* SET PROBLEM
Can you reproduce every one of the lines below word for word, leaving out the pictures?

* INFORMATION SUPPLIED
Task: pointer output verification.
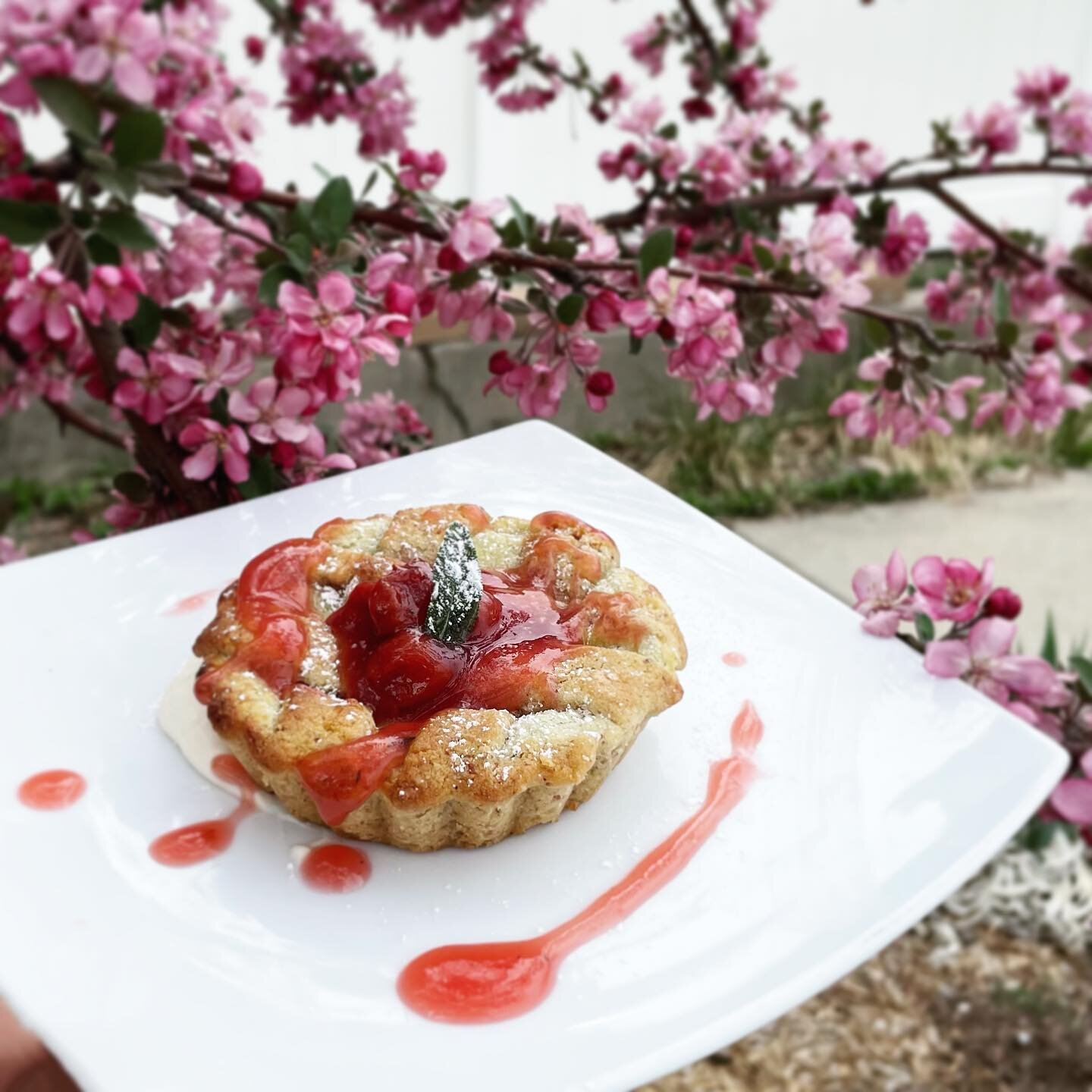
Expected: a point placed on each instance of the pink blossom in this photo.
(308, 458)
(113, 290)
(951, 590)
(881, 596)
(602, 246)
(659, 305)
(154, 388)
(1040, 400)
(225, 366)
(598, 387)
(245, 181)
(379, 428)
(996, 130)
(11, 144)
(272, 412)
(536, 387)
(327, 323)
(648, 45)
(128, 45)
(14, 263)
(1072, 799)
(905, 240)
(44, 306)
(955, 396)
(215, 444)
(473, 236)
(984, 661)
(860, 414)
(421, 171)
(1070, 126)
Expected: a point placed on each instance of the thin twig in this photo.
(69, 416)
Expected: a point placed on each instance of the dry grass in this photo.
(998, 1014)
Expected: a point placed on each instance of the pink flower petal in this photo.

* PROBLEM SOLUTION
Task: pointer output verification.
Expected: a point placed on each instance of the pink blossom in this photo.
(308, 458)
(113, 290)
(951, 590)
(881, 596)
(602, 246)
(659, 305)
(154, 388)
(1040, 400)
(225, 366)
(598, 387)
(245, 181)
(379, 428)
(996, 130)
(11, 144)
(272, 412)
(536, 387)
(327, 323)
(648, 45)
(128, 45)
(14, 263)
(1072, 799)
(905, 240)
(44, 306)
(955, 396)
(215, 444)
(473, 236)
(984, 661)
(860, 414)
(421, 171)
(1070, 126)
Expected: a point placed on each instance of the thin twig in this photo.
(69, 416)
Expected: a point placed on each instance of the dry grass in this photo.
(998, 1014)
Expected: a point placed on each instance of the pink flower petal in this photo.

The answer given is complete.